Records excerpted from a collection:
# # #

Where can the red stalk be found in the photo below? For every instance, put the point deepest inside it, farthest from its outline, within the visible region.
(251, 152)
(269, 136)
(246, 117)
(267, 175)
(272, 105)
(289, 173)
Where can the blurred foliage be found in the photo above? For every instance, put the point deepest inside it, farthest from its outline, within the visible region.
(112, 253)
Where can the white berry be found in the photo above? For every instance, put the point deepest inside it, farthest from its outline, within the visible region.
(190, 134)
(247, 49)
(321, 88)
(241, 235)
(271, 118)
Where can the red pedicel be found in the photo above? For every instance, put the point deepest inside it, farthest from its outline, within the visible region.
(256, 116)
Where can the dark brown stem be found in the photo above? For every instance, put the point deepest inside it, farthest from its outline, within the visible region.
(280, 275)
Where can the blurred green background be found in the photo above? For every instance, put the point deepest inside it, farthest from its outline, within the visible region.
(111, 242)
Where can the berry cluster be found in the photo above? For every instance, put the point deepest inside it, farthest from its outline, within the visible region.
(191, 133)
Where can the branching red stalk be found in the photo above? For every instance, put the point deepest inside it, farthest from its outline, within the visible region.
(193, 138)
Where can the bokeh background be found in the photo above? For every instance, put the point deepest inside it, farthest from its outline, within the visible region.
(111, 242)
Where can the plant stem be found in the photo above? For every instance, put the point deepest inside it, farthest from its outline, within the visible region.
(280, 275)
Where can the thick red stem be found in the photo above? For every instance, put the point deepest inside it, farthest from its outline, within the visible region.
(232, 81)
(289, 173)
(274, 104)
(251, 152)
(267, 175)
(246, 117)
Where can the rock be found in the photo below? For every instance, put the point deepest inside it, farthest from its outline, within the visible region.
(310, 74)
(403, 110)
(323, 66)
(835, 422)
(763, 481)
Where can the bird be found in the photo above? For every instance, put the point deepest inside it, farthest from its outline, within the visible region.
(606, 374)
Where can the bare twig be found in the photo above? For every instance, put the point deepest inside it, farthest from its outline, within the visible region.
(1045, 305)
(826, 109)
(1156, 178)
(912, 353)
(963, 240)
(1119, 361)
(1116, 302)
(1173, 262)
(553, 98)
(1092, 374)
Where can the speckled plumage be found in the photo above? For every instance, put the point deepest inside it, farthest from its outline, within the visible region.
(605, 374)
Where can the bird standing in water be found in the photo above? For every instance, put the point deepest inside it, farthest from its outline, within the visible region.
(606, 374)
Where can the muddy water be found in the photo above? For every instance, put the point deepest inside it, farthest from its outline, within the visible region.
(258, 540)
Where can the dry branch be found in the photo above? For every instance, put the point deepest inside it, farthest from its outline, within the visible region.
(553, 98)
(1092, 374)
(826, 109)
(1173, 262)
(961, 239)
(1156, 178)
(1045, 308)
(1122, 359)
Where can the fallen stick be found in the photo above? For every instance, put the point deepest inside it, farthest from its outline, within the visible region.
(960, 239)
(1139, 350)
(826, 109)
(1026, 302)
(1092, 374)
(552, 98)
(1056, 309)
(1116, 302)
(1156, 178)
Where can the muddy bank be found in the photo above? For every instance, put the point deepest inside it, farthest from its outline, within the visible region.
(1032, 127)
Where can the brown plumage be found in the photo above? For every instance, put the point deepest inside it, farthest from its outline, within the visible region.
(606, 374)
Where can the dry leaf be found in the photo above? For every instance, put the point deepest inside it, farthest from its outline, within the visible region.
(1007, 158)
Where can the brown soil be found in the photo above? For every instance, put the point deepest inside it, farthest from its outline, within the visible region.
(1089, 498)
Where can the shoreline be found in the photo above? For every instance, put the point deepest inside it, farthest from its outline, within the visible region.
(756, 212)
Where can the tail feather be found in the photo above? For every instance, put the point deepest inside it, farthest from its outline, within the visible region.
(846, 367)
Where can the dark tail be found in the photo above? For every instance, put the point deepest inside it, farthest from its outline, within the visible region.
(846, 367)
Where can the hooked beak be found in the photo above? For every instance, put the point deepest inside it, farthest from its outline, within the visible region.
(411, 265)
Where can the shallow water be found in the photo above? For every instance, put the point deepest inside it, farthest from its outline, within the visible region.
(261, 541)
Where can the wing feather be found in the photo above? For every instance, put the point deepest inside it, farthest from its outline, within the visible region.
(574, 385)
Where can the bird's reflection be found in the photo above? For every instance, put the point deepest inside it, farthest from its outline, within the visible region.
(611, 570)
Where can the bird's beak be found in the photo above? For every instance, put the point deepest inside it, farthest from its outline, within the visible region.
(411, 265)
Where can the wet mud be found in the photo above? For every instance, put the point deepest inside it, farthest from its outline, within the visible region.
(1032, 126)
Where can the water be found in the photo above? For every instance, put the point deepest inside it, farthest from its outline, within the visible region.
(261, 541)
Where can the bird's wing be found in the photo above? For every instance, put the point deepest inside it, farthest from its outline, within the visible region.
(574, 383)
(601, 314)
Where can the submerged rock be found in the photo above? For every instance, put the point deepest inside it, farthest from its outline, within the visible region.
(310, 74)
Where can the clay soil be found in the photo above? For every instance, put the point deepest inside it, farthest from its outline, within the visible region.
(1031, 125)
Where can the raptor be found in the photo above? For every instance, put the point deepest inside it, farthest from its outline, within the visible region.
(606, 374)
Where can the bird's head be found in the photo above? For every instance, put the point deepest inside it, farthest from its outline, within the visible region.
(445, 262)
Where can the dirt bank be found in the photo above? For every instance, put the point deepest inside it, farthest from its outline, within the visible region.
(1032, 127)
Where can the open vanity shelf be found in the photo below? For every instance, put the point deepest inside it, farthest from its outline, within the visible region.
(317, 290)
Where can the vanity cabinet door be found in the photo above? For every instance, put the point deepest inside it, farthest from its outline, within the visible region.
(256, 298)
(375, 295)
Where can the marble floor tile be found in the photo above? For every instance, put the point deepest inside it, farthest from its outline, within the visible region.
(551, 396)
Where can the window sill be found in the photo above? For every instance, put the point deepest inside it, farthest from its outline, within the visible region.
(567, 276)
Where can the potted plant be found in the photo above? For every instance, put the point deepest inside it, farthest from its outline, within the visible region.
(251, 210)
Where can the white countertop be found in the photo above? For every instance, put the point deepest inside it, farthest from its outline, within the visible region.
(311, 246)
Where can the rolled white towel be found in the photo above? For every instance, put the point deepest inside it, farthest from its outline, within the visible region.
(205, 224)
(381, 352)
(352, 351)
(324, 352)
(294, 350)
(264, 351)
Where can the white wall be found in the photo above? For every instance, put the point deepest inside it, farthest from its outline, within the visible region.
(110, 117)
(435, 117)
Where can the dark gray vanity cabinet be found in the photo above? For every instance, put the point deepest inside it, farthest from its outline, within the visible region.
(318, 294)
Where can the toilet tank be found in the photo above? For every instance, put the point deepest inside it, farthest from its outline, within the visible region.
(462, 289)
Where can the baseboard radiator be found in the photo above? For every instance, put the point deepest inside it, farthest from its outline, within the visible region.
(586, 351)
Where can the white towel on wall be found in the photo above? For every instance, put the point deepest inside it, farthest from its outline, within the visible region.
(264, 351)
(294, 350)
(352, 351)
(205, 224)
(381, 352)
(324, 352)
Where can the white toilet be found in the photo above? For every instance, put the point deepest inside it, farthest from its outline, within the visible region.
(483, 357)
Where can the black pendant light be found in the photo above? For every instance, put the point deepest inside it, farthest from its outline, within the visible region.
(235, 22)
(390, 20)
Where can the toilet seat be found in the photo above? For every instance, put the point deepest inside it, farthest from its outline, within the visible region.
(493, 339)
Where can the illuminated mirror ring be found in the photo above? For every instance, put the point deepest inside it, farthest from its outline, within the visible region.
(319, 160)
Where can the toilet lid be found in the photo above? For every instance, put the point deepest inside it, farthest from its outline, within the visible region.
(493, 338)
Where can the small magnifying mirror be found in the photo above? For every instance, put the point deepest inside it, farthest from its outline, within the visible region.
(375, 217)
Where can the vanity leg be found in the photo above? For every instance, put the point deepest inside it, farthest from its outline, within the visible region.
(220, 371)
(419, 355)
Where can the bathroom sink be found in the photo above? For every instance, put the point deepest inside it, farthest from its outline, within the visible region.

# # #

◆ **WORK ITEM**:
Nothing but the lines from the one with "Where can the vanity leg" through the last line of the records above should be retyped, and those word for word.

◆ **RESPONSE TO THE EXERCISE**:
Where can the vanity leg be found in the photo above? For every instance, put the point deepest inside it, farthest from its outline, within the visible region.
(220, 371)
(419, 355)
Where can the bathroom sink be found in the photo above? For every instance, put the point deepest inside it, farthest from its outline, within the visible region.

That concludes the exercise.